任务要求: 请将下面的全部行逐字原样返回。

已保存的数据条目:
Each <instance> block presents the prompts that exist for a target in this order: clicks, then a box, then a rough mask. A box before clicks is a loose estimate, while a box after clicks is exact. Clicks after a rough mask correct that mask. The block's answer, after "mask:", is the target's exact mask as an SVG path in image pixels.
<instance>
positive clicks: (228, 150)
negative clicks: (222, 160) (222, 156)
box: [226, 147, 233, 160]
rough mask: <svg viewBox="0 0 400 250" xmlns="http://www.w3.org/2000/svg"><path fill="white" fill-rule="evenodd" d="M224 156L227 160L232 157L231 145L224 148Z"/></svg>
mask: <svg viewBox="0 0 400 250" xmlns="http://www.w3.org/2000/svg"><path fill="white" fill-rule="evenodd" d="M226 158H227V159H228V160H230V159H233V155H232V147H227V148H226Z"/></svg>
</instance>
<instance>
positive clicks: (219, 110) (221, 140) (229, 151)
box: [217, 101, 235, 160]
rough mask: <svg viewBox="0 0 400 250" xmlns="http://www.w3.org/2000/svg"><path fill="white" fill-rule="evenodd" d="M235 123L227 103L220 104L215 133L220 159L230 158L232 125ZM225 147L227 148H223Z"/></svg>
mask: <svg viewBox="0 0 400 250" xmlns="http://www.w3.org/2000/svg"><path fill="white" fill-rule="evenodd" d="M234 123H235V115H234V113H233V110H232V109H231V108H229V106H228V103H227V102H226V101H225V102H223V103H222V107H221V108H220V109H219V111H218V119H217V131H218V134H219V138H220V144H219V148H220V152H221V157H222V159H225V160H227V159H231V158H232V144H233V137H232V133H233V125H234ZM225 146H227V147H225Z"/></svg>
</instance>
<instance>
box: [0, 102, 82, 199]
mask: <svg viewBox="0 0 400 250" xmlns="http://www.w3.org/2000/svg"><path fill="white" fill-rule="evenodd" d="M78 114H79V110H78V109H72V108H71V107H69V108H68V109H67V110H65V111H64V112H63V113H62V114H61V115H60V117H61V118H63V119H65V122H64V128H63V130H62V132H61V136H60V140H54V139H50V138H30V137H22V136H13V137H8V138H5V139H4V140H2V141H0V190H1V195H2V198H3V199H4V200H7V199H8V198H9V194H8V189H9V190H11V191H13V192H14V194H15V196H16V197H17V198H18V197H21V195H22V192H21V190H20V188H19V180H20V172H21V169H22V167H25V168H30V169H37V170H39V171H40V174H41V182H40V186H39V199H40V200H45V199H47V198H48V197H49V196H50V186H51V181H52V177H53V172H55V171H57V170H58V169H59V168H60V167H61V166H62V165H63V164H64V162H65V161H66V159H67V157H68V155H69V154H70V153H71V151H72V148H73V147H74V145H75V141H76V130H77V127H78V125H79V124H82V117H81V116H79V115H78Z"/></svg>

本题解答:
Each <instance> block presents the prompts that exist for a target in this order: clicks, then a box, then a rough mask. A box before clicks is a loose estimate, while a box after clicks is exact. Clicks after a rough mask correct that mask. The block's answer, after "mask:", is the target's exact mask as an SVG path in image pixels.
<instance>
positive clicks: (228, 150)
negative clicks: (222, 160) (222, 156)
box: [226, 147, 233, 160]
rough mask: <svg viewBox="0 0 400 250" xmlns="http://www.w3.org/2000/svg"><path fill="white" fill-rule="evenodd" d="M224 156L227 160L232 157L231 145L224 148Z"/></svg>
mask: <svg viewBox="0 0 400 250" xmlns="http://www.w3.org/2000/svg"><path fill="white" fill-rule="evenodd" d="M226 158H227V159H228V160H230V159H233V155H232V147H227V148H226Z"/></svg>
</instance>
<instance>
positive clicks: (219, 110) (221, 140) (229, 151)
box: [217, 101, 235, 160]
rough mask: <svg viewBox="0 0 400 250" xmlns="http://www.w3.org/2000/svg"><path fill="white" fill-rule="evenodd" d="M235 123L227 103L220 104L215 133L220 159L230 158L232 125ZM225 147L227 148H223Z"/></svg>
mask: <svg viewBox="0 0 400 250" xmlns="http://www.w3.org/2000/svg"><path fill="white" fill-rule="evenodd" d="M234 123H235V115H234V113H233V110H232V109H231V108H229V106H228V103H227V102H226V101H225V102H223V103H222V107H221V108H220V109H219V111H218V119H217V131H218V134H219V138H220V144H219V148H220V152H221V157H222V159H225V160H227V159H231V158H232V144H233V137H232V133H233V125H234ZM225 146H227V147H225Z"/></svg>
</instance>
<instance>
box: [0, 102, 82, 199]
mask: <svg viewBox="0 0 400 250" xmlns="http://www.w3.org/2000/svg"><path fill="white" fill-rule="evenodd" d="M78 114H79V110H78V109H72V108H71V107H69V108H68V109H67V110H65V111H64V112H63V113H62V114H61V115H60V117H61V118H63V119H65V122H64V128H63V130H62V132H61V136H60V140H54V139H50V138H30V137H22V136H13V137H8V138H5V139H4V140H2V141H0V190H1V195H2V198H3V199H4V200H7V199H8V198H9V194H8V189H9V190H11V191H13V192H14V194H15V196H16V197H17V198H18V197H21V195H22V192H21V190H20V188H19V180H20V172H21V169H22V167H25V168H30V169H37V170H39V171H40V174H41V182H40V186H39V199H40V200H45V199H47V198H48V197H49V196H50V186H51V181H52V177H53V172H55V171H57V170H58V169H59V168H60V167H61V166H62V165H63V164H64V162H65V161H66V159H67V157H68V155H69V154H70V153H71V151H72V148H73V147H74V145H75V141H76V130H77V127H78V125H79V124H82V117H81V116H79V115H78Z"/></svg>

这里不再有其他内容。